• [WHAT THE EXERCISE ASKS]: Please repeat every line below exactly, from the first to the last.

Records contained in a dataset:
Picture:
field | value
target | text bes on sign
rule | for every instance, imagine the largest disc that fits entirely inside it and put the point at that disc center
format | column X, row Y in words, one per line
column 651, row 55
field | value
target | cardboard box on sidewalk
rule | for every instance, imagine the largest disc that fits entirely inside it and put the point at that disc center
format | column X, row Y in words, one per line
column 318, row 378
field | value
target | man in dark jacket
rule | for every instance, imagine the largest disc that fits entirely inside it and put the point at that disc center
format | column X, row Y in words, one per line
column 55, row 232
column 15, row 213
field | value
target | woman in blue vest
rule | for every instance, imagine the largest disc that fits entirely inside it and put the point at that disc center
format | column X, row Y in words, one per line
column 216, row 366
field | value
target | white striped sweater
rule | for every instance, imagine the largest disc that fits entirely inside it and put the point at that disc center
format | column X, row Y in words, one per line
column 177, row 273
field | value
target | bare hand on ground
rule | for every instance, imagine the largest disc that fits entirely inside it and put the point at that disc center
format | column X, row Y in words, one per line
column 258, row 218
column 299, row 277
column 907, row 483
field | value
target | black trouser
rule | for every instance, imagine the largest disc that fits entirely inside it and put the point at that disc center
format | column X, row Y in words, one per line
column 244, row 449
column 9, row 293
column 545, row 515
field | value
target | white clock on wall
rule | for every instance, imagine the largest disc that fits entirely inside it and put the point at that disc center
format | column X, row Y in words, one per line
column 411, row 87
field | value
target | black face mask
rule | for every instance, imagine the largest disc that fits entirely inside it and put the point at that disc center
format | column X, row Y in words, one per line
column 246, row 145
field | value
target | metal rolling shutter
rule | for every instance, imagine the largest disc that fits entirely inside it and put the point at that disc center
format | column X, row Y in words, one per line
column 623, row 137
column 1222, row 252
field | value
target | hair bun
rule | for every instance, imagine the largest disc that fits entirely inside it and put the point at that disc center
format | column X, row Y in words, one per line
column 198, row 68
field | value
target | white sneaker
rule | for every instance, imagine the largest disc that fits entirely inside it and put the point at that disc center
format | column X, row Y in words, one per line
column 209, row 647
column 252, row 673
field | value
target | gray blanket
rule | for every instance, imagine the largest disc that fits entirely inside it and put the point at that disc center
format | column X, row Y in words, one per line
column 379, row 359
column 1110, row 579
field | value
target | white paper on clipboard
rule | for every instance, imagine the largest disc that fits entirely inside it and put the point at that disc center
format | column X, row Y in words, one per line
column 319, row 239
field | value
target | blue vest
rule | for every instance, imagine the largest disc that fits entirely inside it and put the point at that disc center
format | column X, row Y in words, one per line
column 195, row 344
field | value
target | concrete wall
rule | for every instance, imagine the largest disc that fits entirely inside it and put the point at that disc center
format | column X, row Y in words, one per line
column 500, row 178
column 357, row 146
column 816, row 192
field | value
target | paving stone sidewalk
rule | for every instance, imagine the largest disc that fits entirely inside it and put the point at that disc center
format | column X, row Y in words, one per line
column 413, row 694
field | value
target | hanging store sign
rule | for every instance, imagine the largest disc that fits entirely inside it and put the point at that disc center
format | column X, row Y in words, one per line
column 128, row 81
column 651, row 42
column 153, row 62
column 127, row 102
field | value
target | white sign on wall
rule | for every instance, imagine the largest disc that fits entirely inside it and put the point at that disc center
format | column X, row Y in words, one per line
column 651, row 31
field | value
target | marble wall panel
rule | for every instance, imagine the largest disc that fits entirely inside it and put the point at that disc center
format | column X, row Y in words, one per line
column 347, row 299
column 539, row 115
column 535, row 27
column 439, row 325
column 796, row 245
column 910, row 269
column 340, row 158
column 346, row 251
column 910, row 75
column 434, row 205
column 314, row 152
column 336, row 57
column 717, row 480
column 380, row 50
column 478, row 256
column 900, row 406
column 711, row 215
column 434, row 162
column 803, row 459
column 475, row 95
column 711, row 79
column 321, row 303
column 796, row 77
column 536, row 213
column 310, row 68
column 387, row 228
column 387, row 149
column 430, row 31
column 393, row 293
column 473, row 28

• [WORKED SOLUTION]:
Picture:
field | value
target | text bes on sign
rule | for every instance, imagine the largest disc that fits entirely inside it and put the point at that disc center
format | column X, row Y in words, one per line
column 651, row 55
field | value
target | cardboard box on sidewalk
rule | for every instance, imagine the largest disc that fits entirely inside it and put the point at that disc center
format | column X, row Y in words, one per line
column 318, row 378
field | value
target | man in dark jacket
rule | for every instance, imagine the largest disc that fits entirely inside it and put the point at that disc center
format | column X, row Y in words, one per line
column 55, row 232
column 15, row 213
field | value
target | woman in blue vest
rule | for every instance, imagine the largest disc that fits entirely inside it and put the point at that disc center
format | column X, row Y in words, one per line
column 216, row 366
field | value
target | white striped sweater
rule | for every instance, imagine the largest disc that fits entirely inside it and put the point at that disc center
format | column X, row Y in words, one per line
column 177, row 273
field | value
target | bare hand on ground
rule | for every instance, imagine the largest disc that fits entirely inside it and put the point at that disc center
format | column X, row Y in words, one per line
column 258, row 218
column 299, row 277
column 907, row 483
field | value
target | black trouser
rule | for every instance, imagine the largest disc that fits entirely inside it and put the point at that disc center
format | column X, row Y in words, one per line
column 244, row 449
column 9, row 293
column 545, row 515
field | value
target | white clock on wall
rule | for every instance, imagine the largest disc that fits entirely inside it and put the point at that disc center
format | column X, row Y in words, one per line
column 411, row 87
field | value
target | black face mask
rule | for every instance, imagine the largest disc that fits entirely inside it and put the point at that disc center
format | column X, row Y in words, one per line
column 246, row 145
field | value
target | metal rolling shutter
rule | for every instance, imagine the largest disc that fits entirely inside it and put the point at that disc center
format | column X, row Y in words, one per line
column 623, row 137
column 1222, row 252
field | value
target | hair bun
rule | for every instance, imagine the largest disc that fits entirely inside it and put the point at that disc center
format | column X, row Y in words, one per line
column 198, row 68
field | value
target | white sneaker
rule | for every instance, imagine the largest disc that fits entirely inside it and put the point at that disc center
format | column X, row Y in words, one per line
column 209, row 647
column 252, row 673
field | value
target | gray blanket
rule | for every instance, imagine the largest disc that fits entirely inside it and put the point at that disc center
format | column X, row Y in words, one per line
column 379, row 359
column 1110, row 579
field | value
target | white paper on clipboard
rule | for every instance, imagine the largest disc that fits entirely inside it and put the point at that disc center
format | column X, row Y in words, one per line
column 319, row 239
field | value
target | blue vest
rule | for every instance, imagine the largest disc that fits entirely inside it and put the point at that disc center
format | column X, row Y in words, one per line
column 195, row 344
field | value
target | concrete wall
rule | for every instance, imagine the largest disc that fits entirely inside it and put the point at that disc center
format | column X, row Y in words, one per line
column 500, row 178
column 357, row 146
column 816, row 192
field | value
target | paving stone sidewalk
rule | for every instance, imagine the largest disc that fits entirely inside it and put the point at that disc center
format | column X, row Y in words, one per line
column 413, row 694
field | value
target | hanging store sign
rule | for every instance, imagine the largest disc that fits entirely inside it and put the point at that disc center
format | column X, row Y in words, one per line
column 128, row 81
column 651, row 42
column 153, row 62
column 127, row 102
field | value
target | white sign on wall
rule | for every instance, imagine the largest disc that fits entirely inside it and put the point at that disc center
format | column X, row Y in words, one per line
column 651, row 31
field | value
target | marble wall panel
rule | for every instance, imagine the largest disc that fits entirely inside it and put the point at that disc center
format | column X, row Y in words, one per line
column 347, row 299
column 539, row 115
column 535, row 27
column 439, row 325
column 796, row 245
column 910, row 269
column 340, row 158
column 346, row 251
column 910, row 75
column 434, row 205
column 314, row 152
column 336, row 57
column 717, row 480
column 380, row 50
column 478, row 256
column 900, row 406
column 711, row 215
column 434, row 162
column 803, row 459
column 475, row 95
column 711, row 79
column 321, row 303
column 796, row 77
column 536, row 213
column 310, row 68
column 387, row 228
column 387, row 149
column 430, row 31
column 393, row 293
column 473, row 28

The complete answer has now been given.